Kurze Aufgabe =
Beantworte anhand des Forumsthreads zur Internetnutzung per Handy:
(a) Welche Höchstgeschwindigkeit wird für GPRS genannt?
(b) Wovon hängt es laut Thread ab, ob man normale HTML-Seiten auf dem Handy anschauen kann?
(c) Wie viel kostet die Internetflatrate mit separater SIM-Karte im Monat?

Textauszug =
# Internetnutzung via Handy



## corona (3. August 2005)

Hallo,
nach langem Googlen habe ich auf einige Fragen leider keine Antwort gefunden:

- Welche Internetmöglichkeiten gibt es für das Internet?
- Wie sehen die Geschwinidkeiten dabei aus?
- Was muss man in etwa bezahlen für die Benutzung des Internets via Handy?
- Kann ich normale HTML-Seiten auf dem Handy anschauen?

Für jede Antwort bin ich sehr dankbar.
Greetz.


----------



## Tobias K. (12. August 2005)

moin




> - Wie sehen die Geschwinidkeiten dabei aus?


Also du hast GPRS mit max 171,2 kBit/s und UMTS mit 384 kbit/s bis 2MBit.



> - Was muss man in etwa bezahlen für die Benutzung des Internets via Handy?


Guck dich dochmal bei bekannten Anbbietern um, manche bieten auch Flatrates an.



> - Kann ich normale HTML-Seiten auf dem Handy anschauen?


Das kommt aufs Handy an. Du wirst sowas aber wohl eher in der behoben Preisklasse finden.


mfg
umbrasaxum


----------



## Ray1983 (25. Juni 2008)

Salve,

also es gibt auch eine Internetflatrate über Handy (seperate SIM-Karte), wo du nur 25 € im Monat bezahlst und kein Daten- bzw. Zeitvolumen hast.

Abschnitt Datensatz =

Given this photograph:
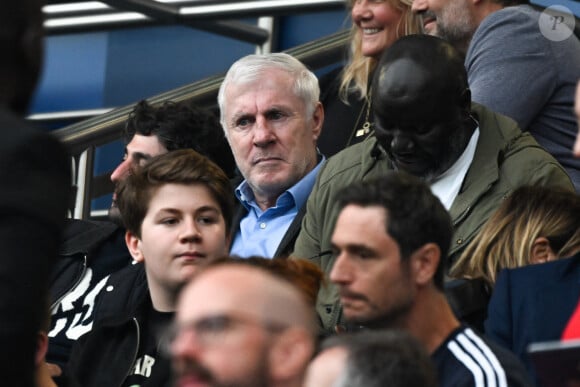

Die Antwort =
(a) Maximal 171,2 kBit/s.
(b) Vom Handy.
(c) 25 € im Monat.